**CONSIGNE**
Traduisez en anglais cette phrase de l'extrait sur l'influence d'Evola en Hongrie : « Les occasions de se rendre à Budapest ne manquaient pas pour Evola. »

Influence de J. Evola en Hongrie

Claudio MUTTI:

 

L'influence de Julius Evola en Hongrie

 

En Hongrie, circule une sorte de “légende évolienne”. Dans les années 30, Julius Evola s'est effectivement rendu à Budapest, où il a prononcé une conférence à Obuda, dans le Château Zichy. En effet, Evola lui-même, dans le texte de son “auto-défense”, prononcée en 1951 devant la Cour d'Assise de Rome, affirme “avoir été invité à parler dans des sociétés étrangères, ouvertes seulement aux principaux exposants de la pensée traditionnelle et aristocratique européenne”; dans ce contexte, il a cité expressément l'“Association culturelle” de la Comtesse Zichy. Les occasions de se rendre à Budapest ne manquaient pas pour Evola. La Hongrie faisait partie de cette aire de “pays voisins” (voisins de l'Allemagne) dans lesquels Evola a développé son “activité propagandiste” qu'un rapport secret de l'Ahnenerbe signale à l'attention de Heinrich Himmler en 1938.

**DONNÉES BRUTES**
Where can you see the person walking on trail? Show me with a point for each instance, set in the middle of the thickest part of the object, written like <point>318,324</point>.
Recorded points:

**RÉPONSE FINALE**
Evola had no shortage of opportunities to go to Budapest.